DO THIS —
Write out nothing but the lines from the one containing "Objective — one marker per instance of the white stone" through the last line below, both included, and without the pictures.

Source data

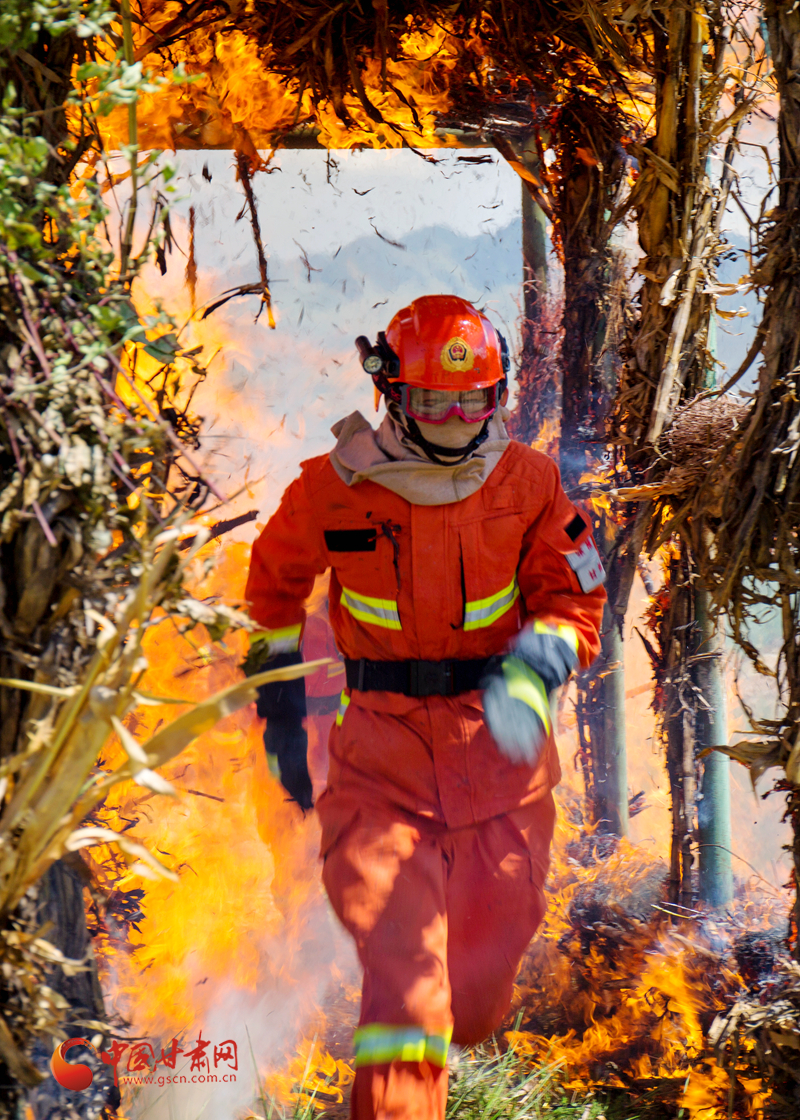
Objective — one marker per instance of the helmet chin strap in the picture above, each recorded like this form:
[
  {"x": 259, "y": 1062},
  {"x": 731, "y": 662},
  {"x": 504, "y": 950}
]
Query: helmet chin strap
[{"x": 453, "y": 455}]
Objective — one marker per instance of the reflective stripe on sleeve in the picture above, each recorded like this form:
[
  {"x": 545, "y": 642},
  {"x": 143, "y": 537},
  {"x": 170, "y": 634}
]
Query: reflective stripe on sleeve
[
  {"x": 377, "y": 612},
  {"x": 568, "y": 634},
  {"x": 343, "y": 705},
  {"x": 286, "y": 640},
  {"x": 523, "y": 683},
  {"x": 378, "y": 1043},
  {"x": 484, "y": 612}
]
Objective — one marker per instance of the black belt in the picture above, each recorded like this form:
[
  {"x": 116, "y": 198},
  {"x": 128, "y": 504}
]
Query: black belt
[{"x": 416, "y": 678}]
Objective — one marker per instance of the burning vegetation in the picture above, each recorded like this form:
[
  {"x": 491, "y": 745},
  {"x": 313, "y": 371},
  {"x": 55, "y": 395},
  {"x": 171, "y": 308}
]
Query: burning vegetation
[{"x": 656, "y": 985}]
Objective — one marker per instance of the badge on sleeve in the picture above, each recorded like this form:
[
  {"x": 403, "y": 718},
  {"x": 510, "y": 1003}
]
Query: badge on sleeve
[{"x": 587, "y": 566}]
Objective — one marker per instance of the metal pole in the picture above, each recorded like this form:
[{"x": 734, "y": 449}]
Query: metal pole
[
  {"x": 613, "y": 783},
  {"x": 714, "y": 800}
]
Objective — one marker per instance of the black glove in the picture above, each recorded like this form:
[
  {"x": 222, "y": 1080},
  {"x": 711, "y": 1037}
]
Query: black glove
[
  {"x": 282, "y": 705},
  {"x": 517, "y": 688}
]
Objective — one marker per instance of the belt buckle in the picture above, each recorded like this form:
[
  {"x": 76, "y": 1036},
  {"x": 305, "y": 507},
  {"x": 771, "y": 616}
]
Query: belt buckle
[{"x": 430, "y": 678}]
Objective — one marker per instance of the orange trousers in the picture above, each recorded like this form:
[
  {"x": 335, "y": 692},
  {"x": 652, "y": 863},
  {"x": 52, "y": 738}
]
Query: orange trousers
[{"x": 440, "y": 920}]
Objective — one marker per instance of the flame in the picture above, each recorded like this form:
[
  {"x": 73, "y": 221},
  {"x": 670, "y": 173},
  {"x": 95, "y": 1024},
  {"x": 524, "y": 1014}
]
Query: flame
[{"x": 234, "y": 100}]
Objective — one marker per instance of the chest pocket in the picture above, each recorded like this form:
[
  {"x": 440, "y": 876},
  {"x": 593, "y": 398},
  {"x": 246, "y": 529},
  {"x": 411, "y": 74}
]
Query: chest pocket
[
  {"x": 366, "y": 561},
  {"x": 490, "y": 554}
]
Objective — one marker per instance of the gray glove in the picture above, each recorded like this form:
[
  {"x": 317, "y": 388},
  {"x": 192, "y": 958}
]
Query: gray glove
[{"x": 518, "y": 686}]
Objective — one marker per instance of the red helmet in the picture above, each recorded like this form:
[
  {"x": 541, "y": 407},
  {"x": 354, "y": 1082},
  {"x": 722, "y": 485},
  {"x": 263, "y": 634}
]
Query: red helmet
[
  {"x": 444, "y": 343},
  {"x": 439, "y": 345}
]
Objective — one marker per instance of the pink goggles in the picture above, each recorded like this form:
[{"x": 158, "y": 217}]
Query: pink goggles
[{"x": 435, "y": 406}]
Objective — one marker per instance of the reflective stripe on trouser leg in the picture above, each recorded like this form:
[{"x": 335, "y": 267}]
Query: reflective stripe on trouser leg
[
  {"x": 343, "y": 705},
  {"x": 378, "y": 1043}
]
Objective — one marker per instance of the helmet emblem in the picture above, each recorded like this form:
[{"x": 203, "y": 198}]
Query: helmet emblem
[{"x": 457, "y": 355}]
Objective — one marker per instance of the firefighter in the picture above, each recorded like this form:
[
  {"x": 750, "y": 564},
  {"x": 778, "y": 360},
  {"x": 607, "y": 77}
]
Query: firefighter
[{"x": 464, "y": 590}]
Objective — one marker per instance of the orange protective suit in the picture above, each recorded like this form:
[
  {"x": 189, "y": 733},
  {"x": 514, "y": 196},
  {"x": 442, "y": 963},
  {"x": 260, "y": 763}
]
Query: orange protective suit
[{"x": 435, "y": 845}]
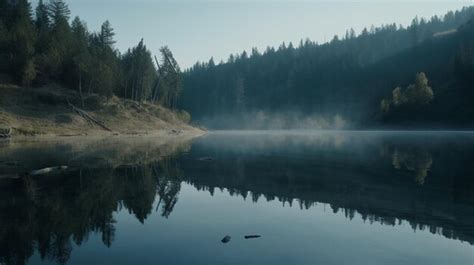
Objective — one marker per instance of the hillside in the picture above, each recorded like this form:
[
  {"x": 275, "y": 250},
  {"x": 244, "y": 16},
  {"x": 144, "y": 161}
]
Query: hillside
[
  {"x": 46, "y": 111},
  {"x": 346, "y": 77}
]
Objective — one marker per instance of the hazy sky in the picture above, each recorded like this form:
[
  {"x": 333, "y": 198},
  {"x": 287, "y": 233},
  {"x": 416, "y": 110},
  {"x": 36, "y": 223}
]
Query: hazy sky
[{"x": 196, "y": 30}]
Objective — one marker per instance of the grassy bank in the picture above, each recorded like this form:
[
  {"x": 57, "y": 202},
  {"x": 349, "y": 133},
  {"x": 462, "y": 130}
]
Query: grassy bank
[{"x": 48, "y": 111}]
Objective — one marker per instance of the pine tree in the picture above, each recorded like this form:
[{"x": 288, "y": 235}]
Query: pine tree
[
  {"x": 58, "y": 11},
  {"x": 42, "y": 18},
  {"x": 107, "y": 34}
]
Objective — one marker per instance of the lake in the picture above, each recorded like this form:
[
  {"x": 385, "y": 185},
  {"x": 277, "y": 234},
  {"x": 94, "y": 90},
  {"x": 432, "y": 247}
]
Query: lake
[{"x": 349, "y": 197}]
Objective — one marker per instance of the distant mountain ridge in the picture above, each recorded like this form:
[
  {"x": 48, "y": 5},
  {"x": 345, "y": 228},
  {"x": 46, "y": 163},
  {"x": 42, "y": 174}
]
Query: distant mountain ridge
[{"x": 346, "y": 77}]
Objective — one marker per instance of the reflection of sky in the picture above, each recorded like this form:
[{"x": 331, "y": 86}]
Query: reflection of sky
[
  {"x": 197, "y": 30},
  {"x": 290, "y": 236}
]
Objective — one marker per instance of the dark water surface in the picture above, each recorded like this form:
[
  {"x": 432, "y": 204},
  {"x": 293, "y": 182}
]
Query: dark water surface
[{"x": 314, "y": 197}]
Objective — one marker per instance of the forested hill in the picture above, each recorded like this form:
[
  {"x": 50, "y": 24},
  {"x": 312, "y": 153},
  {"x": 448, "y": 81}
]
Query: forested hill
[
  {"x": 359, "y": 79},
  {"x": 42, "y": 45}
]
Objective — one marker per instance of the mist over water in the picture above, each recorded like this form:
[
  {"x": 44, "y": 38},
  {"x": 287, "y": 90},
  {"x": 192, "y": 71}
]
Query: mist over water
[
  {"x": 402, "y": 197},
  {"x": 264, "y": 120}
]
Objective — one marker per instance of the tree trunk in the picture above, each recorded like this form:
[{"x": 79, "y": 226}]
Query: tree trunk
[{"x": 80, "y": 88}]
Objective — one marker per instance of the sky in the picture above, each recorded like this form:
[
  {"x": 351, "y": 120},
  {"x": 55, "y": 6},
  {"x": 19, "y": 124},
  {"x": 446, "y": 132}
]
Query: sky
[{"x": 200, "y": 29}]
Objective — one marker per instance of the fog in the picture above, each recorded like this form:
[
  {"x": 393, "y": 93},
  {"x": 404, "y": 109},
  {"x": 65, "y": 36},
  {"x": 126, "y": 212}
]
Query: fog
[{"x": 262, "y": 120}]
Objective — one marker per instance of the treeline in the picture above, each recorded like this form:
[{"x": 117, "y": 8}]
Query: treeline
[
  {"x": 44, "y": 48},
  {"x": 348, "y": 75}
]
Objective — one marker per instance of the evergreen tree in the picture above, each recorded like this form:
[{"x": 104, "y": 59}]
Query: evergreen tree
[{"x": 107, "y": 34}]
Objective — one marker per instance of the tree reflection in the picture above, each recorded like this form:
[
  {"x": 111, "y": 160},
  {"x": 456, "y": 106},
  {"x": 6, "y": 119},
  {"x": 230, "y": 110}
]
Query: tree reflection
[
  {"x": 418, "y": 162},
  {"x": 50, "y": 214}
]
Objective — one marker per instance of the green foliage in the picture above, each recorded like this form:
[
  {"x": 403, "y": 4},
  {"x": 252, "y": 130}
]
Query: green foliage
[
  {"x": 419, "y": 93},
  {"x": 29, "y": 73},
  {"x": 184, "y": 116},
  {"x": 346, "y": 76},
  {"x": 107, "y": 34},
  {"x": 139, "y": 73},
  {"x": 49, "y": 49},
  {"x": 169, "y": 85}
]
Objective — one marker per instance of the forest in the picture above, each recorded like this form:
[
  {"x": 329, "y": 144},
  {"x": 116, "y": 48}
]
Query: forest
[
  {"x": 350, "y": 79},
  {"x": 43, "y": 47}
]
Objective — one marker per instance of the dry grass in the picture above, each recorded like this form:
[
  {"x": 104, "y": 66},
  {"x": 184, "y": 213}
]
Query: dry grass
[{"x": 44, "y": 111}]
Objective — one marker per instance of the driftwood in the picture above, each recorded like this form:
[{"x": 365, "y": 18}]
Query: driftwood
[
  {"x": 5, "y": 133},
  {"x": 86, "y": 116},
  {"x": 47, "y": 170},
  {"x": 252, "y": 236},
  {"x": 139, "y": 107},
  {"x": 226, "y": 239}
]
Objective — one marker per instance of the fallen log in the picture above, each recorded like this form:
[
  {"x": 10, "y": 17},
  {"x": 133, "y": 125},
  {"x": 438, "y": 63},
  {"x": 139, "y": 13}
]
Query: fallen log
[
  {"x": 47, "y": 170},
  {"x": 86, "y": 116},
  {"x": 252, "y": 236},
  {"x": 226, "y": 239},
  {"x": 5, "y": 133}
]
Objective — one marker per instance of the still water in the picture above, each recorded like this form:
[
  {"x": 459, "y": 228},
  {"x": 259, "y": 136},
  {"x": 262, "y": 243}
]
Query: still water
[{"x": 313, "y": 197}]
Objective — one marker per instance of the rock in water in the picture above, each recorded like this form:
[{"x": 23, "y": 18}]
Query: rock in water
[
  {"x": 252, "y": 236},
  {"x": 226, "y": 239}
]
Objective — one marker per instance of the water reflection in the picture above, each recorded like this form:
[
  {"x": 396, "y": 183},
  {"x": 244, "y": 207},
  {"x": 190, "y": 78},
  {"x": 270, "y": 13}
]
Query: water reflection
[{"x": 348, "y": 172}]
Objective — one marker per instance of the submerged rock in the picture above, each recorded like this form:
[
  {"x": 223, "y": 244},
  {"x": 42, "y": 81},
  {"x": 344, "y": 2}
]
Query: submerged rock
[
  {"x": 206, "y": 158},
  {"x": 226, "y": 239},
  {"x": 252, "y": 236}
]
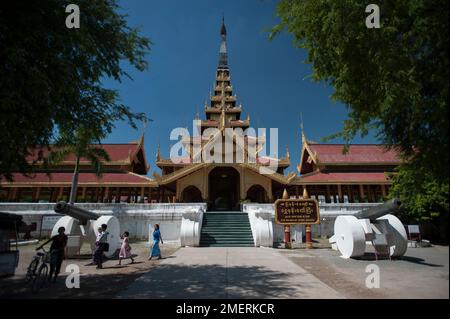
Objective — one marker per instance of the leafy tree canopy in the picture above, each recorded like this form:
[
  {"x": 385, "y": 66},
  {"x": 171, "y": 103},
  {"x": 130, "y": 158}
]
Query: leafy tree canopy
[
  {"x": 50, "y": 75},
  {"x": 393, "y": 80}
]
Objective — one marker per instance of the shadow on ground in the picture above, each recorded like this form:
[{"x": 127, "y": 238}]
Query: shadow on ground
[{"x": 212, "y": 281}]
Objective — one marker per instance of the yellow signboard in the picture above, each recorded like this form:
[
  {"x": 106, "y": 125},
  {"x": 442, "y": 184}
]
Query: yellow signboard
[{"x": 297, "y": 212}]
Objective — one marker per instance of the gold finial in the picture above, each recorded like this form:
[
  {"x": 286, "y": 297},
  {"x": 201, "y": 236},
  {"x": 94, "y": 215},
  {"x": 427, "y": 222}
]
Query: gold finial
[
  {"x": 197, "y": 115},
  {"x": 305, "y": 192},
  {"x": 222, "y": 115},
  {"x": 158, "y": 153},
  {"x": 302, "y": 129}
]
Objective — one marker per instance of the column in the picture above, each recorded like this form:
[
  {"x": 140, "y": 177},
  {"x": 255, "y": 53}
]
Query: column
[
  {"x": 106, "y": 196},
  {"x": 118, "y": 194},
  {"x": 129, "y": 195},
  {"x": 142, "y": 195},
  {"x": 361, "y": 192},
  {"x": 383, "y": 191},
  {"x": 340, "y": 193},
  {"x": 60, "y": 194},
  {"x": 37, "y": 194},
  {"x": 328, "y": 193}
]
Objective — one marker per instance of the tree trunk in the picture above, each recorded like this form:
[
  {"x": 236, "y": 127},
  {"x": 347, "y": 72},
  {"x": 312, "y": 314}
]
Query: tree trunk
[{"x": 73, "y": 189}]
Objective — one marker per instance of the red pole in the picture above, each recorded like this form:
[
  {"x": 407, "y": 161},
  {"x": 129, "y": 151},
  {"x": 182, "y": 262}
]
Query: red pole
[
  {"x": 287, "y": 228},
  {"x": 308, "y": 234},
  {"x": 287, "y": 237}
]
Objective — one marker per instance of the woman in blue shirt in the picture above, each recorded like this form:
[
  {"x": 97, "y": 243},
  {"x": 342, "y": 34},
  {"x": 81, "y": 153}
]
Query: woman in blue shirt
[{"x": 156, "y": 252}]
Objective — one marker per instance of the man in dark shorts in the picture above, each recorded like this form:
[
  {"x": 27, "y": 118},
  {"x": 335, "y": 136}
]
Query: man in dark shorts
[{"x": 57, "y": 248}]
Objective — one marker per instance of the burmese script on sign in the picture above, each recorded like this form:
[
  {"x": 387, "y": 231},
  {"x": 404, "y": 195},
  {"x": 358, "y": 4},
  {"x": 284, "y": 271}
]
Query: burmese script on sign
[{"x": 297, "y": 211}]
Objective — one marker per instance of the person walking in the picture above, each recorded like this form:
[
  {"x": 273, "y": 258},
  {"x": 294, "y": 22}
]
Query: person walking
[
  {"x": 156, "y": 252},
  {"x": 100, "y": 246},
  {"x": 57, "y": 249},
  {"x": 125, "y": 249}
]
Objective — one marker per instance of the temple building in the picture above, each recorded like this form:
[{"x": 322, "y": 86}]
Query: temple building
[{"x": 360, "y": 175}]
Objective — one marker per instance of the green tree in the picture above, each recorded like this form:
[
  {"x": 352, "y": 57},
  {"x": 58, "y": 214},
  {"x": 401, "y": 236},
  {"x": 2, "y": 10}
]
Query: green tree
[
  {"x": 82, "y": 147},
  {"x": 51, "y": 76},
  {"x": 393, "y": 80}
]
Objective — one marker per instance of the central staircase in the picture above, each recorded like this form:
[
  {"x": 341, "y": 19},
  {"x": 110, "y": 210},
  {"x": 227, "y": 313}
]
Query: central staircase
[{"x": 226, "y": 229}]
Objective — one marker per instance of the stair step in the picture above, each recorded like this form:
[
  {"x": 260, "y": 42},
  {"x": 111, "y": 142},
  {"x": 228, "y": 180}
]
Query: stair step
[{"x": 226, "y": 229}]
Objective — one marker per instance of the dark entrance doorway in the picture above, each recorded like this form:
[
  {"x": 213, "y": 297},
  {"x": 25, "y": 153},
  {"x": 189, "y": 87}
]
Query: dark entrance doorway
[
  {"x": 224, "y": 188},
  {"x": 191, "y": 194},
  {"x": 257, "y": 194}
]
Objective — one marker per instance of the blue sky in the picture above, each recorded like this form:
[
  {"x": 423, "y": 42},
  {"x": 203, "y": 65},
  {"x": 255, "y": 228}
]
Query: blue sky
[{"x": 269, "y": 77}]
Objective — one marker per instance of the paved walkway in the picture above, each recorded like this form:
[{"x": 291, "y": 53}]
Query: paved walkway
[{"x": 217, "y": 272}]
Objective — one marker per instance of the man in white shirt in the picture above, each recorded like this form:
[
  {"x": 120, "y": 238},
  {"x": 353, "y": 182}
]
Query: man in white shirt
[{"x": 100, "y": 244}]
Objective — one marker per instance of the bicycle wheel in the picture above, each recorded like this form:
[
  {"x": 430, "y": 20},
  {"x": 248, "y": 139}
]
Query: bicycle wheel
[
  {"x": 41, "y": 278},
  {"x": 31, "y": 270}
]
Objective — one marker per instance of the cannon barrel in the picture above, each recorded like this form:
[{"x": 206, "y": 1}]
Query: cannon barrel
[
  {"x": 391, "y": 206},
  {"x": 75, "y": 212}
]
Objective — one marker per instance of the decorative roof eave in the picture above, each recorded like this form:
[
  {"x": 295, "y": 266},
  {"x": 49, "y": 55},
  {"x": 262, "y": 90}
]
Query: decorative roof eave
[
  {"x": 170, "y": 178},
  {"x": 360, "y": 163},
  {"x": 146, "y": 182},
  {"x": 282, "y": 179},
  {"x": 306, "y": 148},
  {"x": 303, "y": 180},
  {"x": 299, "y": 181}
]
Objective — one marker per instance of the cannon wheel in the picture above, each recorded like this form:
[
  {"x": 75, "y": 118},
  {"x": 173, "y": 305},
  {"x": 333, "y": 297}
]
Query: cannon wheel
[
  {"x": 400, "y": 239},
  {"x": 350, "y": 236}
]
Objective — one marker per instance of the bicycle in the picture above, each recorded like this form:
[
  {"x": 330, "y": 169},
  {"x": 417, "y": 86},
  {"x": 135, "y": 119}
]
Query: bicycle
[{"x": 37, "y": 271}]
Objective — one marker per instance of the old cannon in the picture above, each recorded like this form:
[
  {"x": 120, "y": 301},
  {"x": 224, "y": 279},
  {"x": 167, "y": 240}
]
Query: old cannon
[
  {"x": 377, "y": 226},
  {"x": 82, "y": 226}
]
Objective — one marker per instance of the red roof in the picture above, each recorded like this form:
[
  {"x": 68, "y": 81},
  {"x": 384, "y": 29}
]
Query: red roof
[
  {"x": 117, "y": 152},
  {"x": 324, "y": 177},
  {"x": 357, "y": 153},
  {"x": 83, "y": 178}
]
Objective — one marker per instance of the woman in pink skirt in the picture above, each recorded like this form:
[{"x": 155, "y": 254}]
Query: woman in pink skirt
[{"x": 125, "y": 249}]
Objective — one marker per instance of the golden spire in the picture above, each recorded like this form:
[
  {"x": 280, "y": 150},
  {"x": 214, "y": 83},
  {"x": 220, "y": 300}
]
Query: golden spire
[
  {"x": 158, "y": 153},
  {"x": 304, "y": 141},
  {"x": 222, "y": 118}
]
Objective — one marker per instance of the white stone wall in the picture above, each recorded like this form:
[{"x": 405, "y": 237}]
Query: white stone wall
[{"x": 137, "y": 219}]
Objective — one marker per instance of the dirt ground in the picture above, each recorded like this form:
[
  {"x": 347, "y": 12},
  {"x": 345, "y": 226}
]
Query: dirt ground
[{"x": 94, "y": 283}]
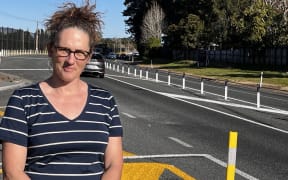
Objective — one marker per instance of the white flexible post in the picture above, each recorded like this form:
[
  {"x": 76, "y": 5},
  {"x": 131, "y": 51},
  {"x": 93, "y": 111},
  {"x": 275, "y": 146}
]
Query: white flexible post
[
  {"x": 231, "y": 165},
  {"x": 156, "y": 76},
  {"x": 226, "y": 90},
  {"x": 183, "y": 81},
  {"x": 202, "y": 86},
  {"x": 258, "y": 96},
  {"x": 169, "y": 78}
]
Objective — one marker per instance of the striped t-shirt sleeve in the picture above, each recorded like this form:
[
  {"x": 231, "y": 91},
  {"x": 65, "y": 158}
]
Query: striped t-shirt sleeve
[
  {"x": 13, "y": 127},
  {"x": 115, "y": 128}
]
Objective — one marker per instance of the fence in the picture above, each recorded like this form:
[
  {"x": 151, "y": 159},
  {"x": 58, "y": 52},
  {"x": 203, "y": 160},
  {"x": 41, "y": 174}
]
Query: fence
[
  {"x": 272, "y": 57},
  {"x": 198, "y": 85},
  {"x": 18, "y": 39}
]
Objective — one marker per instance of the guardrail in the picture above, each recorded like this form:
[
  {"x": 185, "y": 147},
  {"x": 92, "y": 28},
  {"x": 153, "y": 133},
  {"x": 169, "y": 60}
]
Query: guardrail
[{"x": 6, "y": 52}]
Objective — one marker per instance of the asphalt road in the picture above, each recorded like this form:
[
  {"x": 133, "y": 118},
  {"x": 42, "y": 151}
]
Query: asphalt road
[{"x": 166, "y": 125}]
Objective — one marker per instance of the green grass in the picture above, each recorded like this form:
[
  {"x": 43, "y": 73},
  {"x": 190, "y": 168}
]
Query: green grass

WRITTEN SOLUTION —
Objective — one marker per instance of the white stone wall in the picture above, each recorded like this form:
[{"x": 405, "y": 237}]
Query: white stone wall
[{"x": 137, "y": 219}]
Objective — one marker per instance of the dirt ground in the picture above, each recorded like this form:
[
  {"x": 347, "y": 12},
  {"x": 345, "y": 226}
]
Query: dirt ground
[{"x": 94, "y": 283}]
Objective — one marker per instance of the white flexible post in the picture above, each recorded like this form:
[
  {"x": 76, "y": 5},
  {"x": 131, "y": 51},
  {"x": 93, "y": 111},
  {"x": 275, "y": 146}
]
Query: white flexible post
[
  {"x": 231, "y": 165},
  {"x": 156, "y": 76},
  {"x": 226, "y": 90},
  {"x": 183, "y": 81},
  {"x": 202, "y": 86},
  {"x": 258, "y": 96},
  {"x": 169, "y": 78}
]
Objective — one marker per instance of the striped t-shirt sleeve in the picture above, each recorded like this form:
[
  {"x": 231, "y": 91},
  {"x": 65, "y": 158}
]
Query: striped t-shirt sleeve
[
  {"x": 13, "y": 127},
  {"x": 115, "y": 128}
]
Objective — one marker per instance of the fence in the picture above, each recorded like this form:
[
  {"x": 151, "y": 159},
  {"x": 58, "y": 52},
  {"x": 203, "y": 160},
  {"x": 41, "y": 174}
]
Query: fence
[
  {"x": 272, "y": 57},
  {"x": 198, "y": 85},
  {"x": 18, "y": 39}
]
Objective — one marker per instance of the guardrail in the picture above, each recorded like this form:
[
  {"x": 185, "y": 147},
  {"x": 92, "y": 28},
  {"x": 153, "y": 133},
  {"x": 169, "y": 60}
]
Query: guardrail
[{"x": 6, "y": 52}]
Objective — one marker per instance of the asphalt road in the picture above, each recorded like this form:
[
  {"x": 133, "y": 118},
  {"x": 42, "y": 151}
]
Query: asphalt road
[{"x": 166, "y": 125}]
Objective — one marker per instance of the green grass in the picture above, each recorded like this form:
[
  {"x": 43, "y": 73},
  {"x": 190, "y": 168}
]
Query: green grass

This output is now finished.